## Aim of the task:
Your task is to output all the records below, word for word.

## Named object pointing entries:
╭──

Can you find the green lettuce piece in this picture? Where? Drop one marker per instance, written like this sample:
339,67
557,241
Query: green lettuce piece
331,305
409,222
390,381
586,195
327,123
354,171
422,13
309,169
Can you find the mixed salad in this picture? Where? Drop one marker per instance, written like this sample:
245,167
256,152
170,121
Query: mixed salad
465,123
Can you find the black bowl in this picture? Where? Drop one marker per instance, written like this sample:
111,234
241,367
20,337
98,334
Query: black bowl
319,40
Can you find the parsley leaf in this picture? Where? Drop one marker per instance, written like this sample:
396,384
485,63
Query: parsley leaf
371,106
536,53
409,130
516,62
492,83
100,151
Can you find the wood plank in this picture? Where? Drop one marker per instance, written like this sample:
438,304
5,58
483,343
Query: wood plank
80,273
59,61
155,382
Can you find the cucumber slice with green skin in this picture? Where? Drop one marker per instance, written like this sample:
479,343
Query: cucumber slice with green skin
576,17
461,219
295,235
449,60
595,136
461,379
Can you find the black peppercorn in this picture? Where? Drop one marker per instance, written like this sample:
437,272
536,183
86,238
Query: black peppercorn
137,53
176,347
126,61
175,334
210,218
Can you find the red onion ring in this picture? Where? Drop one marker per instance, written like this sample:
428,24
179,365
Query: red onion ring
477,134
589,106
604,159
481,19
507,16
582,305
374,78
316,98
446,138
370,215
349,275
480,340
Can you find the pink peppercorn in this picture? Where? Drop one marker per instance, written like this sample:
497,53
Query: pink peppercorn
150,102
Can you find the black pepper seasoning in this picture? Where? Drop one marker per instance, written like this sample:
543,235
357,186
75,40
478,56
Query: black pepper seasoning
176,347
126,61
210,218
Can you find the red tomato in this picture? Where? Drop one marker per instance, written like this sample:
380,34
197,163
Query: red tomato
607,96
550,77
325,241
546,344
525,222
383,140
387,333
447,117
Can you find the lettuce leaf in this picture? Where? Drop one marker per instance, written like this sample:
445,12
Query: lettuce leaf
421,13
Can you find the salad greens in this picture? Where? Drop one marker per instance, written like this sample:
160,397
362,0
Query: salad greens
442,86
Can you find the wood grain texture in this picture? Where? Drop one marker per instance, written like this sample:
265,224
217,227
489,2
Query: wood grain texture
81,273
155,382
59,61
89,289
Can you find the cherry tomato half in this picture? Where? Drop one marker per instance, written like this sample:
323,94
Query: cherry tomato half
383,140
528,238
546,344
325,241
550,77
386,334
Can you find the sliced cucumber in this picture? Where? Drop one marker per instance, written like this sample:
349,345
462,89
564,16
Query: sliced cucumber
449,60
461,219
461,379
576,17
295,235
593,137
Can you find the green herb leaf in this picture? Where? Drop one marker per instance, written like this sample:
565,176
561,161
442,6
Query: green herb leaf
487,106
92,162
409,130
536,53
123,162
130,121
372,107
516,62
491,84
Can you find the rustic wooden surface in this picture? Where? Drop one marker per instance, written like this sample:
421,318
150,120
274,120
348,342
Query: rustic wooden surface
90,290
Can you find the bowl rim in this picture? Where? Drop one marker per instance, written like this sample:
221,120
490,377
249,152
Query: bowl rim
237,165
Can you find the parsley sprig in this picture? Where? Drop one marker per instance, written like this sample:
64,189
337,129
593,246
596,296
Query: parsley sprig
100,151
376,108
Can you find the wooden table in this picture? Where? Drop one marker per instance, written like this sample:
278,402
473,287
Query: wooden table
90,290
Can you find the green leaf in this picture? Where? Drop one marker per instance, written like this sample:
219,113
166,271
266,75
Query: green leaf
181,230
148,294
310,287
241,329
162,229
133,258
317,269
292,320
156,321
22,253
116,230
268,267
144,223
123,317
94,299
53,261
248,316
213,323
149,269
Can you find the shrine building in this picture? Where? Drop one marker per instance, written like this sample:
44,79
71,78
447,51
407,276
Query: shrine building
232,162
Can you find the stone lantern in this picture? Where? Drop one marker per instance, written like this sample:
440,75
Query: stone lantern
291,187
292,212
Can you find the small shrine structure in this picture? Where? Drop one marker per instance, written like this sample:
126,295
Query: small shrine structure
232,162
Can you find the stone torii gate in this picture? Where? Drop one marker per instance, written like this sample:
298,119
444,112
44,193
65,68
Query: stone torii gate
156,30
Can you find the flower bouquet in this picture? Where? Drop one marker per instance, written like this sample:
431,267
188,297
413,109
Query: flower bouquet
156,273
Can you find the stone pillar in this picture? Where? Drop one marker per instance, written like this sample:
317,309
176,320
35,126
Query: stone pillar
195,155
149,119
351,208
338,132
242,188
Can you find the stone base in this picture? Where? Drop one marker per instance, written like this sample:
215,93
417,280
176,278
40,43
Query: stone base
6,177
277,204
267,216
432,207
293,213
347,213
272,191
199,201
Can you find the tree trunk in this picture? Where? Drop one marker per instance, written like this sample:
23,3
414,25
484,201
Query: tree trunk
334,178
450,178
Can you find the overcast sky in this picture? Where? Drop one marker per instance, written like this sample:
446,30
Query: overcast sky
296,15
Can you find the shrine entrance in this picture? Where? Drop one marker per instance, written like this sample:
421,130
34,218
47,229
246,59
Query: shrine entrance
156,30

╰──

## Written solution:
Can you find the green lettuce piece in this picture? Where? Drop one marker per instance, written like this sample:
339,67
557,241
Query: green lettuce piece
331,305
409,222
390,381
586,195
327,123
354,171
422,13
309,169
Can you find the mixed salad in this picture? Where? Drop one marker per instance, written like this sample:
245,167
256,152
170,121
Query: mixed salad
465,123
Can you find the black bowl in this picture? Where? Drop one marker per instance, written like this sample:
111,234
241,367
20,337
98,334
Query: black bowl
319,40
Can you find the parsley leaf in this picture? Where? Drop one marker per instance, written like this sample:
396,384
485,63
Query: parsley leaf
371,106
536,53
409,130
516,62
492,83
100,151
Can you find the wood plank in this picture? Where? Drop one marker per instance, written like this sample:
438,304
5,58
483,343
Query: wood plank
80,273
59,61
155,382
Can you find the cucumber slice with green skin in this picture? Where? Drop one marker per instance, written like this sample:
479,343
Query: cucumber slice with green skin
576,17
461,219
295,235
449,60
595,136
461,379
Can you find the black peppercorn in this picture? Where? Drop one marker per instance, written like this sample:
437,272
536,183
86,238
Query: black peppercorn
137,53
176,347
126,61
175,334
210,218
Can you find the red onion ring in this picture? Where? Drop one marker per instance, written like this sample:
428,24
179,365
Query: red onion ring
477,134
589,106
604,159
481,19
507,16
582,305
374,78
316,98
446,138
370,215
349,275
480,340
Can you find the pink peppercorn in this picture? Where? Drop one marker per instance, written like this sample:
497,53
Query: pink peppercorn
150,102
Can you find the black pepper seasoning in this picture? Where? Drop one marker per instance, written like this sample:
543,235
357,186
75,40
478,56
Query: black pepper seasoning
176,347
126,61
210,218
Can you find the red tomato in this picture? Where? Drop one marker per instance, written like this sample:
380,34
197,163
Query: red tomato
607,96
550,77
325,241
546,344
525,222
383,140
387,333
447,117
Can you find the lettuce leaf in this picture? Where? Drop one marker per instance, written like this sample:
445,12
Query: lettuce leaf
421,13
Can you find the salad greens in this picture? Where? Drop one marker per instance, written like this sample:
160,397
362,0
Query: salad greens
442,86
Can you find the wood grain texture in this picture? Where? Drop one marker per instance, written like this sample:
265,224
217,227
489,2
Query: wood grain texture
81,273
155,382
59,61
89,289
Can you find the cherry tomato half in this picture? Where? Drop one marker per instance, written like this sample:
323,94
Query: cherry tomato half
383,140
528,238
546,344
325,241
550,77
386,334
Can you find the sliced cucumber in this picture? Where? Drop one marker per instance, written like this sample:
349,345
462,89
564,16
Query: sliced cucumber
449,60
461,219
461,379
576,17
295,235
593,137
Can you find the green herb leaf in this picture? Where? Drop one marker per instance, written like this sample:
565,176
561,161
442,6
Query: green herb leaf
487,106
92,162
409,130
536,53
123,162
130,121
372,107
516,62
491,84
Can you find the rustic wooden surface in this picture? Where? Drop one marker per instance, written like this sample:
421,318
150,120
274,120
348,342
Query: rustic wooden surface
90,290
Can you find the bowl rim in this picture? Where? Drop one marker per instance, written like this sample:
221,120
490,377
249,152
Query: bowl rim
237,165
Can you find the parsley sprig in this picture? Where? Drop one marker per instance, written like this sample:
64,189
337,129
593,246
596,296
Query: parsley sprig
100,151
376,108
Can you find the wooden table in this picture? Where? Drop one marker per instance, written like this sample:
278,402
473,287
Query: wooden table
90,290
Can you find the green leaf in this picture? Where? Drop one marker per instance, written like this sample:
219,113
166,271
266,75
Query: green leaf
181,230
148,294
310,287
241,329
162,229
133,258
317,269
292,320
156,321
22,253
116,230
268,267
144,223
123,317
94,299
53,261
248,316
213,323
149,269
Can you find the shrine building in this picture? Where? Drop one marker per instance, written like this sample:
44,79
71,78
447,51
407,276
Query: shrine building
232,162
Can you find the stone lantern in this picture? Where? Drop one marker per instance, written like this sample:
440,75
Query: stone lantern
291,187
292,212
Can you find the small shrine structure in this picture? Where? Drop one marker per instance, written like this sample:
126,295
Query: small shrine structure
232,162
Can you find the stone torii gate in this picture? Where? Drop one marker per instance, written like this sample:
298,119
444,112
44,193
65,68
Query: stone torii gate
156,30
Can you find the flower bouquet in this picture? Where? Drop one marker per instance, written like this sample:
431,267
188,297
413,109
Query: flower bouquet
156,273
Can you find the stone pillar in this picture? Where? Drop one marker per instance, written like this sample:
317,309
176,320
35,126
Query: stone pillar
195,155
149,119
351,208
338,132
242,188
Can you find the stone base in this picture? Where? Drop one marker per instance, written like this sample:
215,93
417,280
176,278
40,43
Query: stone base
6,177
277,204
267,216
432,207
293,213
347,213
272,191
199,201
Can you find the tree trunk in this picture? Where? Drop one marker per instance, written like this sample:
23,3
414,25
484,201
Query: tree trunk
334,178
450,178
Can you find the overcast sky in this picture? Where? Drop one marker per instance, written like this sample:
446,30
Query: overcast sky
296,15
Can you find the shrine entrance in this picture? Where? Drop one marker per instance, written like this sample:
421,130
34,218
47,229
246,59
Query: shrine entrance
156,30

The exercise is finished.